[Task] Show every line of the entries below that contains the word "roof".
— Start of Task inputs —
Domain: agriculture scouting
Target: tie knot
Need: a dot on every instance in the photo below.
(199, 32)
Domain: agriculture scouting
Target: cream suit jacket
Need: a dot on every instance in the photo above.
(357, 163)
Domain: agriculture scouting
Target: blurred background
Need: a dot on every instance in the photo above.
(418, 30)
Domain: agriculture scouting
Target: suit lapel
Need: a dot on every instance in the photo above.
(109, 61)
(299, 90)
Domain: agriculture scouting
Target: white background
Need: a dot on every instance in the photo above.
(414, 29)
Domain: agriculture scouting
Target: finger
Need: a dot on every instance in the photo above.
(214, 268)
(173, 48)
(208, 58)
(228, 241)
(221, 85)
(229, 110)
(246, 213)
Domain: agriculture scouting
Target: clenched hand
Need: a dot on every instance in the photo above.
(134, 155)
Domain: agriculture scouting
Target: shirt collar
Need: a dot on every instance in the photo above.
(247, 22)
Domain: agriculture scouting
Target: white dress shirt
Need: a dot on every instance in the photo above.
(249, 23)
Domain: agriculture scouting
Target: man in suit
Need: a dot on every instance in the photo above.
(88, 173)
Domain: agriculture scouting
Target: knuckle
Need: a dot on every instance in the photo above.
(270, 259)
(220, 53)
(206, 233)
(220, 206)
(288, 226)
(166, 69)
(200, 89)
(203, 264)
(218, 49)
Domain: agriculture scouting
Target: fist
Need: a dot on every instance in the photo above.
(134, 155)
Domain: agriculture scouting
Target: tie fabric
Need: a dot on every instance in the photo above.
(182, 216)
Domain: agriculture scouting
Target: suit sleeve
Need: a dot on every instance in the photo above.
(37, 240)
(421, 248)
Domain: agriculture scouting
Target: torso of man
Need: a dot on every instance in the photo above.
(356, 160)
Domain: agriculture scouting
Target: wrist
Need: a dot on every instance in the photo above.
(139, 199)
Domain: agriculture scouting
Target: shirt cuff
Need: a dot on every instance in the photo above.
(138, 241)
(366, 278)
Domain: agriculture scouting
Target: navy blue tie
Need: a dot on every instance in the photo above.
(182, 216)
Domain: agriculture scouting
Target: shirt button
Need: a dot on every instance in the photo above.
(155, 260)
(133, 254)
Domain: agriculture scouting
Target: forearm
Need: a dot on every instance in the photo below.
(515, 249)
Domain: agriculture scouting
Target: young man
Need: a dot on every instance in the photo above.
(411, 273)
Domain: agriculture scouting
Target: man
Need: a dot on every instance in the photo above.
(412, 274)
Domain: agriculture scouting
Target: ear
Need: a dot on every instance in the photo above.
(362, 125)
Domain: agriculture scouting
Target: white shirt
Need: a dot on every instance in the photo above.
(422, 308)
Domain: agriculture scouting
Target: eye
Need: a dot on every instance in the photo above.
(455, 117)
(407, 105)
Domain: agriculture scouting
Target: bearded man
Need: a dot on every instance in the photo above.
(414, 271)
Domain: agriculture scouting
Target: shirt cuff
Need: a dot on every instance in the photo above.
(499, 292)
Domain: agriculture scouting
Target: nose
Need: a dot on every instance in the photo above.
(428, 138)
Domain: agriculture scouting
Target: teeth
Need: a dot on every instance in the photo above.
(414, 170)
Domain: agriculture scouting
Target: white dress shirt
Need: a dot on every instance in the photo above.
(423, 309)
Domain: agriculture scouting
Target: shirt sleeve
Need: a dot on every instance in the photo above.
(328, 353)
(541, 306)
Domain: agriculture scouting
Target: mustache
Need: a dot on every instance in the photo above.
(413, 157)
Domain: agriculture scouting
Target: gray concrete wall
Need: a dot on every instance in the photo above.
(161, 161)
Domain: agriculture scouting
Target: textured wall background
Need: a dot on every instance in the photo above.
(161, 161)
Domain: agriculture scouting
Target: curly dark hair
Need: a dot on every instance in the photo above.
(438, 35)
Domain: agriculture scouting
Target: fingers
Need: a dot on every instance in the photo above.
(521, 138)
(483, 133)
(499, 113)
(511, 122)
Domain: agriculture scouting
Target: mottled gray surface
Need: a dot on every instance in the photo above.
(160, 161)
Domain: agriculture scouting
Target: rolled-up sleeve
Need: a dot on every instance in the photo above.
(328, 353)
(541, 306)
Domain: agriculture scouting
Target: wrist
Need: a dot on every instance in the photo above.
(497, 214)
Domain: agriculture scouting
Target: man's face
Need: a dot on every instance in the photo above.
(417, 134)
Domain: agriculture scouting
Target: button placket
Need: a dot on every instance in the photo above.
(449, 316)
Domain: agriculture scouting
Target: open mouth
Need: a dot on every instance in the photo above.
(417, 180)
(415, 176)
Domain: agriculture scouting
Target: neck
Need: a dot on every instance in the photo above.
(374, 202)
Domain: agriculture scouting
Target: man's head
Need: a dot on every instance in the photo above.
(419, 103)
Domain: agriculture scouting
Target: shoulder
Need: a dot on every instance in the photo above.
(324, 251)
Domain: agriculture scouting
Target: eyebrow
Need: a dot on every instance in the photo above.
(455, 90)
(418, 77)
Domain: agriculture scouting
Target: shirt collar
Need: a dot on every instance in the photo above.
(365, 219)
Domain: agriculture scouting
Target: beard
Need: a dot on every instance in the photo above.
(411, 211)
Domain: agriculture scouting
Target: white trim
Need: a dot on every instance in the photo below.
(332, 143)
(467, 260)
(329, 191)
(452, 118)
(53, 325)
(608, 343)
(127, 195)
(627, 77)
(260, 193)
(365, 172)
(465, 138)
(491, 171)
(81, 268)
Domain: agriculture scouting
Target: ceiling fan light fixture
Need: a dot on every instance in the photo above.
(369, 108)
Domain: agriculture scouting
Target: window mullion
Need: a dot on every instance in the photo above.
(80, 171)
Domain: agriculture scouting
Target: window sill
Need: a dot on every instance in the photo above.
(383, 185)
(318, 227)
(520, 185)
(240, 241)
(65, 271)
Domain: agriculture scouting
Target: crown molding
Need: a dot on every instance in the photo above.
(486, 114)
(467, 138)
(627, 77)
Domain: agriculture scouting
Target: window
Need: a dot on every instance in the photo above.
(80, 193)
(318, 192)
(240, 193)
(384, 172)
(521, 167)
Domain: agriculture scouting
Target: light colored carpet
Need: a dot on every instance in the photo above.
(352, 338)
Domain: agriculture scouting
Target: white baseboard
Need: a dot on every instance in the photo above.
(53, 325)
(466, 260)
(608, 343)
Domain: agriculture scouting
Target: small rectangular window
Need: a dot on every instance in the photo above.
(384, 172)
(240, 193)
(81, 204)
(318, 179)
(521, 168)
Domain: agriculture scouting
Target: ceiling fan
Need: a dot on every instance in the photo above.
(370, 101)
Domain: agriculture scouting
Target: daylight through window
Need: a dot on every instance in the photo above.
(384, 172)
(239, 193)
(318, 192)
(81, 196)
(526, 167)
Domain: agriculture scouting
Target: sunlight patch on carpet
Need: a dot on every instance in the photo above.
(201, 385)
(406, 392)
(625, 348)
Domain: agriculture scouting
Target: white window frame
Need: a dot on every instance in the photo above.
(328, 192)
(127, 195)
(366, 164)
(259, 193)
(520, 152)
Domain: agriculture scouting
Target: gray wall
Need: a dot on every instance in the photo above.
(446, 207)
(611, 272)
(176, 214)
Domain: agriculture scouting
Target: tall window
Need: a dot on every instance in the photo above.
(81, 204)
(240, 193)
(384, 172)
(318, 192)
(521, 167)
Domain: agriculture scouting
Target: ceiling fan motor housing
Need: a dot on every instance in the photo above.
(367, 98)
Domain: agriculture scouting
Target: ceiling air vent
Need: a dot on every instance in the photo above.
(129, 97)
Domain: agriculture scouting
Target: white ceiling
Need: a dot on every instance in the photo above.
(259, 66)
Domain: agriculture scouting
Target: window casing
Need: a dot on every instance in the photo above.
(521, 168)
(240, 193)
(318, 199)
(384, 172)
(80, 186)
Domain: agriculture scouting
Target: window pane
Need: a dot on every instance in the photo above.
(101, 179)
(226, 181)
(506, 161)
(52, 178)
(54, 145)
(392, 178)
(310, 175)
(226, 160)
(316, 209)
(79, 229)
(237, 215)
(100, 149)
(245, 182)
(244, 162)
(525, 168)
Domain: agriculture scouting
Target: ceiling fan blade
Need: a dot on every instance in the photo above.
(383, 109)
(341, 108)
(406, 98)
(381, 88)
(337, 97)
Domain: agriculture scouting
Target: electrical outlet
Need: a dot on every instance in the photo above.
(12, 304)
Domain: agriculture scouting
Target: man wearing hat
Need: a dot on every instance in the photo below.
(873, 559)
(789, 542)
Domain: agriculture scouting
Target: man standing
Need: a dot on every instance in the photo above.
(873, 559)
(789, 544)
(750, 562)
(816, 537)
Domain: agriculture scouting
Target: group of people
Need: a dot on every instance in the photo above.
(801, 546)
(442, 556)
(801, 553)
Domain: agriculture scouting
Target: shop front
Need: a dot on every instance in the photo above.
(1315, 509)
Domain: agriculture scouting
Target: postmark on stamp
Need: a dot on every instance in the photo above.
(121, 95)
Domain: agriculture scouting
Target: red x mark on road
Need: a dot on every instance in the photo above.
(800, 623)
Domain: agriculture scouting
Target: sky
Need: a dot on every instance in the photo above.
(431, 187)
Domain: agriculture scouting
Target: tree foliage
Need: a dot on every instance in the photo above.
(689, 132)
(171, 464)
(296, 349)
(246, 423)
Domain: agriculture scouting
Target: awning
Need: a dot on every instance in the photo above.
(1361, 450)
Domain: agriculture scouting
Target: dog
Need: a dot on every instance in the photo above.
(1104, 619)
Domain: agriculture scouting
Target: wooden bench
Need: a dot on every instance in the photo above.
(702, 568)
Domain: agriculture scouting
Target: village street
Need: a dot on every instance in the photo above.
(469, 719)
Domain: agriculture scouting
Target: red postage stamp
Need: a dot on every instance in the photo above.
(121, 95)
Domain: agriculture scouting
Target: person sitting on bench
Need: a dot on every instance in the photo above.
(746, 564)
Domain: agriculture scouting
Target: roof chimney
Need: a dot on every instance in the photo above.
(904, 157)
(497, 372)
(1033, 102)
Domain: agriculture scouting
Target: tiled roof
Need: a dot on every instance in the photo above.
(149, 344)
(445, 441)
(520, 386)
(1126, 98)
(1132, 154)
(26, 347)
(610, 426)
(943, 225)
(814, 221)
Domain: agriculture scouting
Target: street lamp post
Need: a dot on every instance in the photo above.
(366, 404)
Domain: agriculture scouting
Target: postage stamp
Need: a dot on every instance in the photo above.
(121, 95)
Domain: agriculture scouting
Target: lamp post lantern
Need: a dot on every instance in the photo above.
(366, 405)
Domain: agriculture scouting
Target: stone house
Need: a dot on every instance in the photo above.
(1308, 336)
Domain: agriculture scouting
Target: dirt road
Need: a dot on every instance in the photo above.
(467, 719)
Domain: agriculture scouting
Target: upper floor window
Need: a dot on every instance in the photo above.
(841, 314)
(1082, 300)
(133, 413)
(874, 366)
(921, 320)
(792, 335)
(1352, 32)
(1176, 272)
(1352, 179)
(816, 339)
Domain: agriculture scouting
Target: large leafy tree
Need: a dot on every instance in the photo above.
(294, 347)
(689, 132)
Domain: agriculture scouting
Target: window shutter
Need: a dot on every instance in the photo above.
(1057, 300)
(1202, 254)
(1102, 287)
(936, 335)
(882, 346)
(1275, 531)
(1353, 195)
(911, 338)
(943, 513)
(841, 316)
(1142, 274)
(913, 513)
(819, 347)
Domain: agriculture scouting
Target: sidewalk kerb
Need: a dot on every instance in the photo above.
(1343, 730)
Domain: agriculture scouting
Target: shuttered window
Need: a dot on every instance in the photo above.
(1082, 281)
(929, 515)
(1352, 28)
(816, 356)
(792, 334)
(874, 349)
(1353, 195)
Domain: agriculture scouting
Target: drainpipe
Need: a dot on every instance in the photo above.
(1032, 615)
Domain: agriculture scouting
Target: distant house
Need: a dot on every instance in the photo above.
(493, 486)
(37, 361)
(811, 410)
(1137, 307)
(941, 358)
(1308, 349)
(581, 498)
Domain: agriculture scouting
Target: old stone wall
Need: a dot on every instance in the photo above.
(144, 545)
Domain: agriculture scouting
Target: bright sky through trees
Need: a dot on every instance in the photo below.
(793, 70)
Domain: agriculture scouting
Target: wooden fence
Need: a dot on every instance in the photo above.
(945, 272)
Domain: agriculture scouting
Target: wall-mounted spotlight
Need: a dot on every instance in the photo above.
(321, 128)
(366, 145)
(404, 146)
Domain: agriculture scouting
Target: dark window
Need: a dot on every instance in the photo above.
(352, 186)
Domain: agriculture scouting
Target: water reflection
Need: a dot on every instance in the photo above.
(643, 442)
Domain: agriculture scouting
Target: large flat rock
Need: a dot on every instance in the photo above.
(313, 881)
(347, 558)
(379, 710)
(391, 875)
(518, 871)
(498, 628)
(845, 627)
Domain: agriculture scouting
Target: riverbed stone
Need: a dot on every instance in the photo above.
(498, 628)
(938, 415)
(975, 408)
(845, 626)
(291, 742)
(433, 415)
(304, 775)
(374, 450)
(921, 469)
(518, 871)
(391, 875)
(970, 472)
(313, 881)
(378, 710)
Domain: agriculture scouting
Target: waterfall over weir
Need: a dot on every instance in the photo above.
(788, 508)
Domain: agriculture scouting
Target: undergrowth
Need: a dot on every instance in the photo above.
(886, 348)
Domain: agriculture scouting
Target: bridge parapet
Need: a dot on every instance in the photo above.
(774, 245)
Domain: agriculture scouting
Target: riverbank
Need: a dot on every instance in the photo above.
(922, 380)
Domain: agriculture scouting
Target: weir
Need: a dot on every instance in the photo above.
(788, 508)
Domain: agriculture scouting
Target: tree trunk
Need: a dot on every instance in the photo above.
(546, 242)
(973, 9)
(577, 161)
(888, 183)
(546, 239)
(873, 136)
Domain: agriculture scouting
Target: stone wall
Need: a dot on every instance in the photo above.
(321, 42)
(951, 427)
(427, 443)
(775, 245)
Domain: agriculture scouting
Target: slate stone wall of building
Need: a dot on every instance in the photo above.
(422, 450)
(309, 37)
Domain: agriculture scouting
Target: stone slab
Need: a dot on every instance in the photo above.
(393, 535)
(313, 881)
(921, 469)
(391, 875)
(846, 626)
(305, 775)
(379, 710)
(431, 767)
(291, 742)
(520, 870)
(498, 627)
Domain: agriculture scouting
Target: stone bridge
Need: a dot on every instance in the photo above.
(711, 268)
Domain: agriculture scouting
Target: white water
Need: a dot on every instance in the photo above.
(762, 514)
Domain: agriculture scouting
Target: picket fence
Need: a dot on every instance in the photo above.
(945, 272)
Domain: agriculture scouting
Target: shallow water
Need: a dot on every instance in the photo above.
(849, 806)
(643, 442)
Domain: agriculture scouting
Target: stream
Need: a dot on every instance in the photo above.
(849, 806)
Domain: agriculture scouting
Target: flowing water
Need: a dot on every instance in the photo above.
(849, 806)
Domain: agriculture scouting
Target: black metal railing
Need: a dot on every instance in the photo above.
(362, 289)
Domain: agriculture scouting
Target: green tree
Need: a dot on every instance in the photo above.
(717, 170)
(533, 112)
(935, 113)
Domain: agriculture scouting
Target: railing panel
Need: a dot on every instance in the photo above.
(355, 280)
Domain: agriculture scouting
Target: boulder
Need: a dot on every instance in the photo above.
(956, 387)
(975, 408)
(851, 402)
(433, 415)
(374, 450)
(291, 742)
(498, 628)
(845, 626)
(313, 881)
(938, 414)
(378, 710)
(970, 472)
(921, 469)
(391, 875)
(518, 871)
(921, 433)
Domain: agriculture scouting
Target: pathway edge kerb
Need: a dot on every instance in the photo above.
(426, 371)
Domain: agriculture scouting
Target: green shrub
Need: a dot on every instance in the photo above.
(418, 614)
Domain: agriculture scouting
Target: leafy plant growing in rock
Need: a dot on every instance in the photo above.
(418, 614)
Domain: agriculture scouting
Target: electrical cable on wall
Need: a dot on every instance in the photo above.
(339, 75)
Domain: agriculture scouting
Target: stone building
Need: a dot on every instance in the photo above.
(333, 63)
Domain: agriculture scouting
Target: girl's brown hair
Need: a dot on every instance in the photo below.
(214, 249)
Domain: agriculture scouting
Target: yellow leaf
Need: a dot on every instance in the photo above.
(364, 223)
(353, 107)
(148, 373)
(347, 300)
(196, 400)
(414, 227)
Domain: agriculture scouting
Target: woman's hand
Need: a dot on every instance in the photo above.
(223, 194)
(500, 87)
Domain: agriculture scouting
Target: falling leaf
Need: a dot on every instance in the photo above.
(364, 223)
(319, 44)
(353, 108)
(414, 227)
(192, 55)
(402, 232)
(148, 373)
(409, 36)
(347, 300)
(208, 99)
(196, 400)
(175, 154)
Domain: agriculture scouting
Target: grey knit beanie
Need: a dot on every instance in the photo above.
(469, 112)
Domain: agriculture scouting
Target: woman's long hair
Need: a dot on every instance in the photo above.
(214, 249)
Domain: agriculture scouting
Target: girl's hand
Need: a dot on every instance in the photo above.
— End of Task inputs —
[Expected output]
Target: roof chimney
Target: tiled roof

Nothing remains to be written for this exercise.